━━━ EXCERPTED PASSAGE

When an Error Budget is abundant (remaining error budget > 0%), velocity should be prioritized, which results in:

release new features
expected system changes
try risky (but valuable) experiments

Our Strategy

Decide on what qualifies as a “service” for the business
For every service, decide on how to quantify the 4 golden signals, these are your SLIs
- Latency
- Traffic
- Errors
- Saturation
Determine how to create SLO’s from these SLIs over time. This should be a simple math formula over time.
Incidents are created ONLY in response to violations of the SLO for some period of time t.
There should be a 24 hour, 7 day, 30 day and 1 year SLO (for customers).
All alerts that relate to some SLO and Incident share same common tag convention.
Our SLO Dashboards should be by Service, coalescing into Team Dashboards, which further group into Organization Dashboards.
Organization/Team Dashboards should include a list of services (as we can only use DD’s APM Service for things that execute - such as containers, lambdas, and hosts)
Each service should have enough monitors to accurately describe when it is operating correctly and when it is not, no more. Ideally 1-3 SLIs per user journey [source].
As Simple as Possible, No Simpler
From Google's SRE Book:
To avoid an overly complex, and eventually unmaintainable monitoring system we propose avoiding unnecessary complexity, such as:
Alerts on different latency thresholds, at different percentiles, on all kinds of different metrics
Extra code to detect and expose possible causes
Associated dashboards for each of these possible causes
The sources of potential complexity are never-ending. Like all software systems, monitoring can become so complex that it’s fragile, complicated to change, and a maintenance burden. Therefore, design your monitoring system with an eye toward simplicity. In choosing what to monitor, keep the following guidelines in mind:
The rules that catch real incidents most often should be as simple, predictable, and reliable as possible.
Data collection, aggregation, and alerting configuration that is rarely exercised (e.g., less than once a quarter for some SRE teams) should be up for removal.
Signals that are collected, but not exposed in any prebaked dashboard nor used by any alert, are candidates for removal.

Theory into Practice

SLIs

We should create monitors for the Golden Signals for a given service. These are the SLIs.

We can make SLIs a percentage out of 100%.

Percentages are easy to understand by the widest audience, for example, 0% is bad, 100% is good.

In Datadog, we can create a monitor for each SLI.

We can also create a Datadog SLO for each SLI. Every SLI may or may not be a Datadog SLO. An SLI may be part of one or more SLOs (e.g. By Monitor Uptime). See Datadog Docs for details.

SLAs

SLAs should be thought of like SLOs but on an annual basis and tied to a contractual commitment (expectations, impacts, and consequences) with customers. These usually have penalties associated with them.

Additionally, SLAs are typically on a calendar year, and not a rolling window of 365 days.

SLOs

With well-defined SLOs we can ensure that everyone from the business side to engineering is aligned on what’s important and what the goals are for the business at large.

There is no one SLO. Each service gets its own SLO.

━━━━━━
━━━ SUPPLIED RECORDS

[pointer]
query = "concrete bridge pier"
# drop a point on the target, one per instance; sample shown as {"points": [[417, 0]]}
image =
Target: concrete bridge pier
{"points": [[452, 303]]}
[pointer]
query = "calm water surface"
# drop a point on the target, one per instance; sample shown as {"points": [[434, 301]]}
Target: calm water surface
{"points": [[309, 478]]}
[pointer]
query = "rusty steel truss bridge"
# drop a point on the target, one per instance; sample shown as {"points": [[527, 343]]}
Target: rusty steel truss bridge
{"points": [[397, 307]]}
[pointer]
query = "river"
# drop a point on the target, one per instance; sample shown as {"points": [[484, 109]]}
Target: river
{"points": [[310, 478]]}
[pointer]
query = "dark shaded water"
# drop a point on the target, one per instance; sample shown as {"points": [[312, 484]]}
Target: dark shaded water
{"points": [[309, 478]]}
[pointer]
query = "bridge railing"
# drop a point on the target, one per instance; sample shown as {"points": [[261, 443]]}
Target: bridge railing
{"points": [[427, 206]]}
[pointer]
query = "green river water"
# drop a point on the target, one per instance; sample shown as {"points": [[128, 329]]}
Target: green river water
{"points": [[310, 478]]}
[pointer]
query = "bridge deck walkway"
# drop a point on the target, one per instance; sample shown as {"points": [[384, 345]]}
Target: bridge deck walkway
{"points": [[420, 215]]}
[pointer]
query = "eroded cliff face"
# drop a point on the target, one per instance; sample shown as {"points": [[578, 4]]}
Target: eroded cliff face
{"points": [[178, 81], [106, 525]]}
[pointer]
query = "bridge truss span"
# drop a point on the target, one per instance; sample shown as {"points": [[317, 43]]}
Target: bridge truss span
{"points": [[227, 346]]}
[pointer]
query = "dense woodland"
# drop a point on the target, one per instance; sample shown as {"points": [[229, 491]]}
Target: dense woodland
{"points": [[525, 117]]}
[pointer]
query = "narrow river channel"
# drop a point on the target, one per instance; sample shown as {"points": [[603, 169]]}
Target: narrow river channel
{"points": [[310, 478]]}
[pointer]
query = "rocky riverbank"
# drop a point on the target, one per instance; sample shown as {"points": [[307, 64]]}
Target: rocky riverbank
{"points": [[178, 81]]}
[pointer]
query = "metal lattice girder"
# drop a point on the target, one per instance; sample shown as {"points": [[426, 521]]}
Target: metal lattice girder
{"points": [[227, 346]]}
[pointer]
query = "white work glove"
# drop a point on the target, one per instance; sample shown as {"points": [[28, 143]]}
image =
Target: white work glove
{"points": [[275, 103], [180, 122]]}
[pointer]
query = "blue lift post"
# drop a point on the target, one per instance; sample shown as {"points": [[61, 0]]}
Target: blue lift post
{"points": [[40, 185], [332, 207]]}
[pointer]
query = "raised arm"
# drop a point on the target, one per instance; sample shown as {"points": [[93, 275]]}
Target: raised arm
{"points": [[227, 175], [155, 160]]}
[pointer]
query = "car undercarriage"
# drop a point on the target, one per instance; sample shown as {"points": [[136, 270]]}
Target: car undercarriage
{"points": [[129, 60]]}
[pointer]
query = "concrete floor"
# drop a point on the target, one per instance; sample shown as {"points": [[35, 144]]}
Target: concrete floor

━━━━━━

**PROBLEM DESCRIPTION**
List the golden signals that the monitoring strategy text says each service should quantify as its SLIs.

**EXERCISE RESPONSE**
Latency, Traffic, Errors, Saturation